### DIRECTIVE
Rewrite the lines running from the one containing "Place one keypoint on each instance of the dog's forehead" through the last line, both included, as a numbered list. Leave out any blank lines.

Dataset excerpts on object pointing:
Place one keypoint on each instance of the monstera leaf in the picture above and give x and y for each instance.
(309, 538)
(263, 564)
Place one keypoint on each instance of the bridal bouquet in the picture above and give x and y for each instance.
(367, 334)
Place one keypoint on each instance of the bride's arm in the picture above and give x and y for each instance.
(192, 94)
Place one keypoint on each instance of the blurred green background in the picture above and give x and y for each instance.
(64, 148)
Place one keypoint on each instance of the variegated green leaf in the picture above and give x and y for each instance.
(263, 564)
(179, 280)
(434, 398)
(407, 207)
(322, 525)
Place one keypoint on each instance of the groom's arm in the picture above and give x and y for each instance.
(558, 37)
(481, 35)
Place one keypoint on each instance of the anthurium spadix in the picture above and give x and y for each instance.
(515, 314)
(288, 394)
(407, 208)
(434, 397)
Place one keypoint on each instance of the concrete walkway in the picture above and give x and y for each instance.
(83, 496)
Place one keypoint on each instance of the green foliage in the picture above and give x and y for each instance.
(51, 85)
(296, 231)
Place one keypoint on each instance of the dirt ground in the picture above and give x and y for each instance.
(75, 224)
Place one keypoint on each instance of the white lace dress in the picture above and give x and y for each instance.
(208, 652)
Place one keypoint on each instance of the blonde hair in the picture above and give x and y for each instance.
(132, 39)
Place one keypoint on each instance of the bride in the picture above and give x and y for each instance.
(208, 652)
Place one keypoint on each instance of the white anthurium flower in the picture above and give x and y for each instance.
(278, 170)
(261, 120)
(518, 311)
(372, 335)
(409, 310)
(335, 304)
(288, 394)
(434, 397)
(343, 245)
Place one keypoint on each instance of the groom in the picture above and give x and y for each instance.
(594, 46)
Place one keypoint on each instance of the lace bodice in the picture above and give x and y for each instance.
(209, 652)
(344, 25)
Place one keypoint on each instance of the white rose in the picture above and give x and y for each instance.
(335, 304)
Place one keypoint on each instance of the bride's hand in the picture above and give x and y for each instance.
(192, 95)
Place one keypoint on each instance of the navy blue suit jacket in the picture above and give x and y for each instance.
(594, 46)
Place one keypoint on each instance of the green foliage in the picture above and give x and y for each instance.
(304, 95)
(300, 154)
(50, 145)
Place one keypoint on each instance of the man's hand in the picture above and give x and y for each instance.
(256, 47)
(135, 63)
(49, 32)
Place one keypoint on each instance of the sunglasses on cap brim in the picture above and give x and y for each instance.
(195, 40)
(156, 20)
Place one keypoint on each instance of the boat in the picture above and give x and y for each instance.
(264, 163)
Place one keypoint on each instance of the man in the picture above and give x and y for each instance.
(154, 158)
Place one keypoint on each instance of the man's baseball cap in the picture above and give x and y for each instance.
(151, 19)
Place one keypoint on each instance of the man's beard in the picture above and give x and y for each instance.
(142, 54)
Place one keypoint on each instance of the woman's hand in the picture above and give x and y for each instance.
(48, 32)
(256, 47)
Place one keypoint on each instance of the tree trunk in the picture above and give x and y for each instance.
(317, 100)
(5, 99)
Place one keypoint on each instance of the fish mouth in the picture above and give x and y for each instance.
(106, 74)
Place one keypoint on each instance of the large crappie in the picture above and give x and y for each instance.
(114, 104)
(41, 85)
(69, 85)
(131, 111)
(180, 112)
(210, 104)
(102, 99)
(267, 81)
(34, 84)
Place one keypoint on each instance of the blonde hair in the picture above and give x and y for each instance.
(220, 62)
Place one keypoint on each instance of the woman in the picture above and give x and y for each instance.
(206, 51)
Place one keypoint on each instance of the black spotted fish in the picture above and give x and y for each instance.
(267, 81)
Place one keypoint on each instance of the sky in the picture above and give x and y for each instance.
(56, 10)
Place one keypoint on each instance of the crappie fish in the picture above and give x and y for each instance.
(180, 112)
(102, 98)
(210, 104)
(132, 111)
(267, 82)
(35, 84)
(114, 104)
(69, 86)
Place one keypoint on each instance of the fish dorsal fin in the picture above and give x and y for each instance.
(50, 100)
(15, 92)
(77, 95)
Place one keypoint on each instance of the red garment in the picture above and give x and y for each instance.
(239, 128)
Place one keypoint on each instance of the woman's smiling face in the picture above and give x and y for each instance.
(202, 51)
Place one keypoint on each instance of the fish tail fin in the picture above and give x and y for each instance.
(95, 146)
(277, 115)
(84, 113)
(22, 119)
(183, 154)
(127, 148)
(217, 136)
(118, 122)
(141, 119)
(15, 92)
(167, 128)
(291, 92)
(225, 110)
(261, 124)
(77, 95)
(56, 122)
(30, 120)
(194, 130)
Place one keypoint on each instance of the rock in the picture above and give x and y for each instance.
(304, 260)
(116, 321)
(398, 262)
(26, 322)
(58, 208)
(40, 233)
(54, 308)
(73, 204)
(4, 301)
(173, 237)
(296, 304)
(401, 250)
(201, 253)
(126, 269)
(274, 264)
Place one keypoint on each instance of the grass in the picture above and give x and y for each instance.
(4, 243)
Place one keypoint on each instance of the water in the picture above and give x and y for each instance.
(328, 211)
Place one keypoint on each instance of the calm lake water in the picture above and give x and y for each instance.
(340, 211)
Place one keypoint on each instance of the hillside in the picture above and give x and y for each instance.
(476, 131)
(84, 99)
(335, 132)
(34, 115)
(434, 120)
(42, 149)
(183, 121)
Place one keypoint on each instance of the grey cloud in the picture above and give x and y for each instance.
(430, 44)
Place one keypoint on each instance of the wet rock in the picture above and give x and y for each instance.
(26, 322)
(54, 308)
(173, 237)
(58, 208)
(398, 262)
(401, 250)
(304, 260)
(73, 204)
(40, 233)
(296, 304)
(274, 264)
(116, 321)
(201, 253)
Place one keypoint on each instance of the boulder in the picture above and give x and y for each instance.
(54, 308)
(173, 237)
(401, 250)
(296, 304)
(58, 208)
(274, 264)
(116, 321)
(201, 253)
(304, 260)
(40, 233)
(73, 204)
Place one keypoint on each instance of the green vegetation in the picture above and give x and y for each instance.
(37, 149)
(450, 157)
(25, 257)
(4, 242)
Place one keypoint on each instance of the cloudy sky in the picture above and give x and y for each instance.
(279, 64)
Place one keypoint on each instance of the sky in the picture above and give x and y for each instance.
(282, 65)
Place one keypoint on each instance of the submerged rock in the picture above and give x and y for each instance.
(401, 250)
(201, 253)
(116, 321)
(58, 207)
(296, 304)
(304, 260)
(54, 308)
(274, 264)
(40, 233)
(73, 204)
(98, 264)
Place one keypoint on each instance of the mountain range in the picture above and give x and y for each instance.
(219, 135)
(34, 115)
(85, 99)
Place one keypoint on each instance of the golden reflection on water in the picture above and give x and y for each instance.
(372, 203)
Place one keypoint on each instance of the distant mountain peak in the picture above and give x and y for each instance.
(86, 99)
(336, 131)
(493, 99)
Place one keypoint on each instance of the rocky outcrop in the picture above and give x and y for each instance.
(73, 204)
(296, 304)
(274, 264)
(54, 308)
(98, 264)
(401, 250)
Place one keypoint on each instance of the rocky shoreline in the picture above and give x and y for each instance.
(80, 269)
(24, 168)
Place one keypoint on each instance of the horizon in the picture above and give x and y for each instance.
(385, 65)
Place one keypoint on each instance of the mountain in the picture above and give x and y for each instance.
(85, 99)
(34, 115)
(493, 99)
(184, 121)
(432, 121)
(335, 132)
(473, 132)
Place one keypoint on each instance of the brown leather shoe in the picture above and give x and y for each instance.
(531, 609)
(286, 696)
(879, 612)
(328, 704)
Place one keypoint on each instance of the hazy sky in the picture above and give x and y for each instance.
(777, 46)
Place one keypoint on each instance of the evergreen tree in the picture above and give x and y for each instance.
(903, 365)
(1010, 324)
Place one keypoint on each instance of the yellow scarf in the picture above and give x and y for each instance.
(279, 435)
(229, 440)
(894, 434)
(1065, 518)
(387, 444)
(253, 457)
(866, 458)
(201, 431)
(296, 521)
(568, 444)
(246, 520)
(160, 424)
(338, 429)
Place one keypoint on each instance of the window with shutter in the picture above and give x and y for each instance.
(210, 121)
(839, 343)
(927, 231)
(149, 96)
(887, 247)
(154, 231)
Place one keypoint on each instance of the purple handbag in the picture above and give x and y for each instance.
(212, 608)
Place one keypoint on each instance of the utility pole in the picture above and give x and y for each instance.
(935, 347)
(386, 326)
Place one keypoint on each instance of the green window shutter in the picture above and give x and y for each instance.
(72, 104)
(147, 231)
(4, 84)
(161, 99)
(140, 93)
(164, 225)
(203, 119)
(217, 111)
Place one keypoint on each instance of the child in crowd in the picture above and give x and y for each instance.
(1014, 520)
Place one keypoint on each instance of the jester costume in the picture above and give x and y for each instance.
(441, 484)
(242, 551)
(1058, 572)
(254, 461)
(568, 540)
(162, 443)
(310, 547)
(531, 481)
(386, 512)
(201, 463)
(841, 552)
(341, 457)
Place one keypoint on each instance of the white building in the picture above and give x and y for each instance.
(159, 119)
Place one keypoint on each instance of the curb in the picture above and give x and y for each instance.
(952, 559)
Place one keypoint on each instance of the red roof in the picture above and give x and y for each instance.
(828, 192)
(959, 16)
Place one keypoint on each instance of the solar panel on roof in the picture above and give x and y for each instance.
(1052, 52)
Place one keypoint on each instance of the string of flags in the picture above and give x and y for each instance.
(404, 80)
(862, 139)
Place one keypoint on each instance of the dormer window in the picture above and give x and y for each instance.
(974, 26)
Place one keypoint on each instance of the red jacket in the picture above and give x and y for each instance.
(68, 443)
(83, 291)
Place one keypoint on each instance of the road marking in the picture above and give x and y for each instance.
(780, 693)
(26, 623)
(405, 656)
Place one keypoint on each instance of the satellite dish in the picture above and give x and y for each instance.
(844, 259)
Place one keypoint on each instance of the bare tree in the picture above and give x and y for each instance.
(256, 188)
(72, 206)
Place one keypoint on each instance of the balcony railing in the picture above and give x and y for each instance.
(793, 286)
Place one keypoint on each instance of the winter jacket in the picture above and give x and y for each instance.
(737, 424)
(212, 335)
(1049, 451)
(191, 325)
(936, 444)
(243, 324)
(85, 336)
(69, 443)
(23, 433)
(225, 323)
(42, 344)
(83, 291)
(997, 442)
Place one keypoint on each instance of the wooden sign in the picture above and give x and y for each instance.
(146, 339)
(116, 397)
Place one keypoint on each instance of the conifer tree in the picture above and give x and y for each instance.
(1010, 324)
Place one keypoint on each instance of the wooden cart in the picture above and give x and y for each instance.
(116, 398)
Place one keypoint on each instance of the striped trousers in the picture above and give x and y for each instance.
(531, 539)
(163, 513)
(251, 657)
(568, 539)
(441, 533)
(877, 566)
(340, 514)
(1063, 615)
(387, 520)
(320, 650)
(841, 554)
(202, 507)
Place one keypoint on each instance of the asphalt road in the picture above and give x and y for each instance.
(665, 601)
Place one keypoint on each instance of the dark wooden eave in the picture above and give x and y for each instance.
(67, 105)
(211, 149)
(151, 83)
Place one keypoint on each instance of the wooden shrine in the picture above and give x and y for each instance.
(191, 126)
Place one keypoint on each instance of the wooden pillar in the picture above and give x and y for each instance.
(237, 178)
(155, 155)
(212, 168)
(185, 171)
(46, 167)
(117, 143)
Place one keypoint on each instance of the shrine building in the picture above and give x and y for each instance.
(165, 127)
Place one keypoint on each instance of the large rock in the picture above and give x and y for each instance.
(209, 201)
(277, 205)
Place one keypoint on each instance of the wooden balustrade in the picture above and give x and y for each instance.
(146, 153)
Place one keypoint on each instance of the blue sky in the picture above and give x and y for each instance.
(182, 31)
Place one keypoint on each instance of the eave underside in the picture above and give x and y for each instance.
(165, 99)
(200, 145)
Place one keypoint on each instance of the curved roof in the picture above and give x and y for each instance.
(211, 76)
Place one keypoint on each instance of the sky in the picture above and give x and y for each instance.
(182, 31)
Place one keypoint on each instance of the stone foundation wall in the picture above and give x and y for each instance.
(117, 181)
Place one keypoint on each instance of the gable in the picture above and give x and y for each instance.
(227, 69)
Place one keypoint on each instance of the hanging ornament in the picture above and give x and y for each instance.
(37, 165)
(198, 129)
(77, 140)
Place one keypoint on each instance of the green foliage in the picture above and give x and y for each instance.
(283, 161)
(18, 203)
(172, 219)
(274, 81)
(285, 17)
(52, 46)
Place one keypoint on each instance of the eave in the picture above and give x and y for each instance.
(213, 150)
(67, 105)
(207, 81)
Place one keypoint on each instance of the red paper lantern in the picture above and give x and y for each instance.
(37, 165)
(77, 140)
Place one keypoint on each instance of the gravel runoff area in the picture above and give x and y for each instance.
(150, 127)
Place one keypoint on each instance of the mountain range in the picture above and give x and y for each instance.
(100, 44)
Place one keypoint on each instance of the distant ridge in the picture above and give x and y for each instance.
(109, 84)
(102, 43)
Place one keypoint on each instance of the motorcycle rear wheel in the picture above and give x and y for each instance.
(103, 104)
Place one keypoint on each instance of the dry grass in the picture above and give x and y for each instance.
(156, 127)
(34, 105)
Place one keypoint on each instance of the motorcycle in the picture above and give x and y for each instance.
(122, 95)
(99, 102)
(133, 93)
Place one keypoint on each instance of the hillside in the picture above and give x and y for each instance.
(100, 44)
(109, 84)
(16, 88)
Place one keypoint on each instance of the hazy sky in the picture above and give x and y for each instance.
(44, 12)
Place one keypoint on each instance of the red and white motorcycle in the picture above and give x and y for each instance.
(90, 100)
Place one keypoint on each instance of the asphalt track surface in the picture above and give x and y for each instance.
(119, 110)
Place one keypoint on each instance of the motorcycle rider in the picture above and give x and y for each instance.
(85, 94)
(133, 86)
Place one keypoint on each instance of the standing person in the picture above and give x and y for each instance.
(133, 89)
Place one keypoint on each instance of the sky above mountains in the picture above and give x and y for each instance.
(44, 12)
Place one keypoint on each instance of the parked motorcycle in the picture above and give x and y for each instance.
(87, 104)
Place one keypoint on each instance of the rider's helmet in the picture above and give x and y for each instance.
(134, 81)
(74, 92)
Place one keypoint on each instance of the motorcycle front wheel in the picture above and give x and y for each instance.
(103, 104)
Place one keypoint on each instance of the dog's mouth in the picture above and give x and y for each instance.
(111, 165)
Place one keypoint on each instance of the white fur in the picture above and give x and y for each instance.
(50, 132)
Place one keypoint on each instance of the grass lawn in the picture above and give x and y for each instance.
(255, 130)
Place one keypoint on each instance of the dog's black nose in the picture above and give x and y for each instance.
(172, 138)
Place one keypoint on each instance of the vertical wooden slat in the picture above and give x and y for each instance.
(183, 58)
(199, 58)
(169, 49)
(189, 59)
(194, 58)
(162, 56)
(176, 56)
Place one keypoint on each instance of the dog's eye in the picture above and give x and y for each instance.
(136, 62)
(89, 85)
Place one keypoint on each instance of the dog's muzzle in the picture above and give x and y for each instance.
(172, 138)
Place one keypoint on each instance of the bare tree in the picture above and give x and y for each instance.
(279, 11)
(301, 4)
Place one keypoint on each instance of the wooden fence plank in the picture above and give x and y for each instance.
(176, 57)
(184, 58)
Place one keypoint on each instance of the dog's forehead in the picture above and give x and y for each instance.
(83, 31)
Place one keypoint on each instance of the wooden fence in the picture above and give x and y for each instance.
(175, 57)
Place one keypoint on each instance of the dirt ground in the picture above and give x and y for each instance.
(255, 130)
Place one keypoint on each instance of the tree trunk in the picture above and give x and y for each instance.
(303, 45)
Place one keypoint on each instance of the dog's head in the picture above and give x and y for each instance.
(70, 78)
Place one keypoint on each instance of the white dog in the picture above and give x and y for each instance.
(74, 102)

### SOLUTION FOR THIS EXERCISE
1. Place one keypoint on each instance of the dog's forehead in the picture above and give x and y for each instance.
2. (83, 31)
3. Place one keypoint on each instance of the wooden fence in the picture above and give x and y for each instance.
4. (175, 57)
5. Place one keypoint on each instance of the dirt ground in the picture above and give x and y for each instance.
6. (255, 130)
7. Place one keypoint on each instance of the tree trunk in the picture above and give x and y for each instance.
8. (303, 45)
9. Place one keypoint on each instance of the dog's head in the picture above and give x and y for each instance.
10. (70, 78)
11. Place one keypoint on each instance of the white dog in the picture above and give x and y for each instance.
12. (74, 102)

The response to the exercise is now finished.